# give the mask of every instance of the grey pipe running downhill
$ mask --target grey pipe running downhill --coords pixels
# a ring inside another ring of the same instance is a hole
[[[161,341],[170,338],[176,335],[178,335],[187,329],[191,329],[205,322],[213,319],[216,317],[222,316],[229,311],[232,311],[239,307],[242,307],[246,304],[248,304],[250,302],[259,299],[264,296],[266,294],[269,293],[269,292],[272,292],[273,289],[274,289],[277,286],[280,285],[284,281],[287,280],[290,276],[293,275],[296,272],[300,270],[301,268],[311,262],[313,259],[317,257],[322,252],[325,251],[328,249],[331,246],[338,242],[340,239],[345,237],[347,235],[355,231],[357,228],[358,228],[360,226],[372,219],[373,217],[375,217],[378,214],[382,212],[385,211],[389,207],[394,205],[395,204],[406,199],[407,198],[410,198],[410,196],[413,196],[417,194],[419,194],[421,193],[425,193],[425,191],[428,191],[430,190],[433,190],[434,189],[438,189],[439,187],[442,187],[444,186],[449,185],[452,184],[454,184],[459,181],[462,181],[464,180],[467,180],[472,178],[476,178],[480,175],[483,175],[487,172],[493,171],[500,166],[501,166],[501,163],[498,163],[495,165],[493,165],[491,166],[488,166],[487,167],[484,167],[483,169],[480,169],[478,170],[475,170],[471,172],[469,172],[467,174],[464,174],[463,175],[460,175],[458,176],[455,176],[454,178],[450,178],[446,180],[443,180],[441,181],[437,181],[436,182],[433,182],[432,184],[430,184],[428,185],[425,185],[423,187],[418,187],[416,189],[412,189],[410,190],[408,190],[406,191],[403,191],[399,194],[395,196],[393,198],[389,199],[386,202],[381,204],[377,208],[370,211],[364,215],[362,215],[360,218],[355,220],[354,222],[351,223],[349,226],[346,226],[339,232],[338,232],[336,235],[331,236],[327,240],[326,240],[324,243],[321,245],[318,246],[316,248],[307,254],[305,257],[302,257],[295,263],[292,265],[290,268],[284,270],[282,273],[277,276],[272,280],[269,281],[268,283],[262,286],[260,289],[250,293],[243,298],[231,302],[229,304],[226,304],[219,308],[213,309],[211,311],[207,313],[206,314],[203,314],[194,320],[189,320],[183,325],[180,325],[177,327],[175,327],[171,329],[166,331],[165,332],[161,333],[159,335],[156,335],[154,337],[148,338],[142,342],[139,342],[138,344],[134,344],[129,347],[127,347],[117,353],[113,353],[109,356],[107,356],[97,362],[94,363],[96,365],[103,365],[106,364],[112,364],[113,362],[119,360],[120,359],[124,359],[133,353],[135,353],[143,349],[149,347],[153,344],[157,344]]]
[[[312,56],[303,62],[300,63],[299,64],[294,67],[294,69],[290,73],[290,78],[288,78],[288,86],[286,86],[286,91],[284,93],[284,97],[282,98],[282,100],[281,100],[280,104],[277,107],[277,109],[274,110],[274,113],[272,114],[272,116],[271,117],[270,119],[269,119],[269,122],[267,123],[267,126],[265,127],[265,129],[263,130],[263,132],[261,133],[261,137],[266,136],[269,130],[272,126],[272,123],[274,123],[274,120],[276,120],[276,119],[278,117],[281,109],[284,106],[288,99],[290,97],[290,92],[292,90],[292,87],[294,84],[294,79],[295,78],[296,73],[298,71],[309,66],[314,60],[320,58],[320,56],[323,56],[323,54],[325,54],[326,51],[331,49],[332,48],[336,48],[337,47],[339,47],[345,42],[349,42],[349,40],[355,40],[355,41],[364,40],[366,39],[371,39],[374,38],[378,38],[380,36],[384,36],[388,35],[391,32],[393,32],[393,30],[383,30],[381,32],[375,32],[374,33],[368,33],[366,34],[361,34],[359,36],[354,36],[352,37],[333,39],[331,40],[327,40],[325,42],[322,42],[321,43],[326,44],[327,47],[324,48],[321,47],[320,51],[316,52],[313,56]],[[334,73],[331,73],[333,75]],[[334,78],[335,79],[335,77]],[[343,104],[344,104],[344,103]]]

☆ ☆ ☆ ☆

(Requirements) Can you rewrite this listing with "grey pipe" changed to "steel pipe" everywhere it occurs, leaving all else the same?

(Result of this task)
# give the mask of every instance of the steel pipe running downhill
$ mask --target steel pipe running downhill --coords pixels
# a ring inside another ring of the same instance is a hole
[[[161,341],[170,338],[176,335],[178,335],[187,329],[191,329],[205,322],[213,319],[216,317],[222,316],[229,311],[232,311],[239,307],[242,307],[246,304],[248,304],[250,302],[259,299],[264,296],[266,294],[269,293],[269,292],[272,292],[273,289],[274,289],[277,286],[280,285],[284,281],[287,280],[290,276],[293,275],[296,272],[300,270],[301,268],[311,262],[313,259],[317,257],[322,252],[325,251],[328,249],[331,246],[338,242],[340,239],[345,237],[347,235],[355,231],[357,228],[358,228],[360,226],[372,219],[373,217],[375,217],[378,214],[382,212],[385,211],[389,207],[394,205],[395,204],[406,199],[407,198],[410,198],[410,196],[413,196],[417,194],[419,194],[421,193],[425,193],[425,191],[428,191],[430,190],[433,190],[434,189],[438,189],[439,187],[442,187],[444,186],[449,185],[452,184],[454,184],[459,181],[462,181],[464,180],[467,180],[472,178],[476,178],[480,175],[483,175],[487,172],[493,171],[500,166],[501,166],[501,163],[498,163],[495,165],[493,165],[491,166],[488,166],[487,167],[484,167],[483,169],[480,169],[478,170],[475,170],[471,172],[469,172],[467,174],[464,174],[463,175],[460,175],[458,176],[455,176],[454,178],[450,178],[446,180],[443,180],[441,181],[437,181],[436,182],[433,182],[432,184],[430,184],[428,185],[425,185],[423,187],[418,187],[416,189],[412,189],[410,190],[408,190],[406,191],[403,191],[399,194],[395,196],[393,198],[389,199],[386,202],[381,204],[377,208],[370,211],[364,215],[362,215],[360,218],[355,220],[354,222],[351,223],[349,226],[346,226],[339,232],[338,232],[336,235],[331,236],[327,240],[326,240],[324,243],[321,245],[318,246],[316,248],[307,254],[305,257],[302,257],[295,263],[292,265],[290,268],[284,270],[282,273],[277,276],[272,280],[269,281],[268,283],[262,286],[260,289],[250,293],[243,298],[231,302],[229,304],[226,304],[219,308],[213,309],[211,311],[207,313],[206,314],[203,314],[194,320],[189,320],[183,325],[180,325],[177,327],[175,327],[171,329],[166,331],[165,332],[161,333],[159,335],[156,335],[154,337],[148,338],[142,342],[139,342],[138,344],[134,344],[129,347],[127,347],[117,353],[113,353],[109,356],[107,356],[97,362],[94,363],[96,365],[103,365],[106,364],[112,364],[113,362],[119,360],[120,359],[124,359],[133,353],[135,353],[143,349],[149,347],[153,344],[157,344]]]
[[[312,56],[303,62],[300,63],[299,64],[294,67],[294,69],[290,73],[290,78],[288,78],[288,86],[286,86],[286,91],[284,93],[284,97],[282,98],[282,100],[281,100],[280,104],[277,107],[277,109],[274,110],[274,113],[272,114],[272,116],[271,117],[270,119],[269,119],[269,122],[267,123],[267,126],[265,127],[265,129],[263,130],[263,132],[261,133],[261,137],[266,136],[269,130],[272,126],[272,123],[274,123],[274,120],[276,120],[276,119],[278,117],[281,109],[284,106],[288,99],[290,97],[290,92],[292,90],[292,87],[294,84],[294,79],[295,78],[296,73],[298,71],[309,66],[314,60],[320,58],[320,56],[323,56],[323,54],[325,54],[326,51],[331,49],[332,48],[336,48],[337,47],[339,47],[345,42],[349,42],[349,40],[355,40],[355,41],[364,40],[366,39],[371,39],[374,38],[378,38],[380,36],[384,36],[388,35],[391,32],[393,32],[393,30],[383,30],[381,32],[375,32],[374,33],[368,33],[366,34],[361,34],[359,36],[354,36],[352,37],[333,39],[331,40],[327,40],[325,42],[322,42],[321,43],[326,44],[327,47],[324,48],[321,47],[320,51],[316,52],[313,56]],[[334,73],[331,73],[333,75]],[[334,78],[335,79],[335,77]],[[343,104],[344,104],[344,103]]]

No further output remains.